Written task – Copy out the part of the listing below that opens with the line containing "Task: If you could identify the forested" and closes with the line containing "point(508, 419)", both ends included, keeping every line word for word.

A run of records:
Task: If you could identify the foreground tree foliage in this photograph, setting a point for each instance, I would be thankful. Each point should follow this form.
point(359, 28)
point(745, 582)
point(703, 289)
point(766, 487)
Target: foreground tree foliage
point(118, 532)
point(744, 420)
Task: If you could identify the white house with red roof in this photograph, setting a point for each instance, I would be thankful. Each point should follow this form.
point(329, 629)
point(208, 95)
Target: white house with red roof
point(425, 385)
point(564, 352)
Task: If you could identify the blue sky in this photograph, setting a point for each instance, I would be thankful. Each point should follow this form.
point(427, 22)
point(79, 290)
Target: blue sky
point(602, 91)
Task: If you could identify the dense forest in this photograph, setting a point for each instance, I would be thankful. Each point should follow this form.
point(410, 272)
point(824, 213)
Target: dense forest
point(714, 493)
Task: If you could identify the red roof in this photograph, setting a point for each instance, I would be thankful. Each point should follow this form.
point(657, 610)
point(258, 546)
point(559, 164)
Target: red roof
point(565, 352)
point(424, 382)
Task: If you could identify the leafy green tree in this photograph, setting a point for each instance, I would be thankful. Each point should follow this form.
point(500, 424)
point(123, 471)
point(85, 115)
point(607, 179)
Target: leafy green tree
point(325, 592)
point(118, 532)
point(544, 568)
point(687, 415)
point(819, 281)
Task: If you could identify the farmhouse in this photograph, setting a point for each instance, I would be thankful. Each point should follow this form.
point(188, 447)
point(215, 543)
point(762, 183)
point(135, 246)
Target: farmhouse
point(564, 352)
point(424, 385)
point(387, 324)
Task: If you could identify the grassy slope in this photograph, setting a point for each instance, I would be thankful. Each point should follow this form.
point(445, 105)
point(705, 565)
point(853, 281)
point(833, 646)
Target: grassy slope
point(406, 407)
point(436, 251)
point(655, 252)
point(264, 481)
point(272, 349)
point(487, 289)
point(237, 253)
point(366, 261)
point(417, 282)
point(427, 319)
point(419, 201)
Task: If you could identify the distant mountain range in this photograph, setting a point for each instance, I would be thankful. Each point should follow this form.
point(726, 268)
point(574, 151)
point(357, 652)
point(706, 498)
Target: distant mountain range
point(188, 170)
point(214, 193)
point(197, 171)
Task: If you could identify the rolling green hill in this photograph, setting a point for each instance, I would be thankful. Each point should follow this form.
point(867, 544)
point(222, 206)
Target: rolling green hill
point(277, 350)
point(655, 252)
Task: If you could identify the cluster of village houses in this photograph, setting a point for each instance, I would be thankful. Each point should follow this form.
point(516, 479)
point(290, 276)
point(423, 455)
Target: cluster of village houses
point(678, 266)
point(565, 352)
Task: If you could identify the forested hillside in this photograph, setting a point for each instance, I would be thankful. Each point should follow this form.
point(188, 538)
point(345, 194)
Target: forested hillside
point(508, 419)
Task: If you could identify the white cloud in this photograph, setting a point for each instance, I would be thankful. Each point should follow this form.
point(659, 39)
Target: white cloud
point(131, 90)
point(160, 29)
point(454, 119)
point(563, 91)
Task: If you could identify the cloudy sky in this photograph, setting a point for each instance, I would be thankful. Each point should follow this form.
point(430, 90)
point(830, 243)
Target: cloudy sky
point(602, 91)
==
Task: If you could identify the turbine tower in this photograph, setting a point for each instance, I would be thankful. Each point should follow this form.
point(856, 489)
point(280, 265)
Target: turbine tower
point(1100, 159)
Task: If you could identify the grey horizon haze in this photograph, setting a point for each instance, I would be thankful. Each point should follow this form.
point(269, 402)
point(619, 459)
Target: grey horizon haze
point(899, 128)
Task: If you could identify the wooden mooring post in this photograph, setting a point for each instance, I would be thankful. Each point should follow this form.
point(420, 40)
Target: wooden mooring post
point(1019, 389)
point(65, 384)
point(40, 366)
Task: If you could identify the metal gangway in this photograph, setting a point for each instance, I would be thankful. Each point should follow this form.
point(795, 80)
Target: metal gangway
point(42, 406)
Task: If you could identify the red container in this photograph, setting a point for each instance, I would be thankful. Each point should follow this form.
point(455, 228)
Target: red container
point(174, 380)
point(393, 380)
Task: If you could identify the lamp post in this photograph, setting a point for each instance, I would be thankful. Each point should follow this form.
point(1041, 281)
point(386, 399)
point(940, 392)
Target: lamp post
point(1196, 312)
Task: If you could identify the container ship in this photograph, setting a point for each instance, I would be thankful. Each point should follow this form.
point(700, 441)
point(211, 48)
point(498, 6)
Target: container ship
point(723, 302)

Answer –
Task: If you could identify the forested hillside in this photograph, setting a point for each instance, I would be thankful. Each point should follow this form.
point(188, 538)
point(345, 194)
Target: forested hillside
point(508, 419)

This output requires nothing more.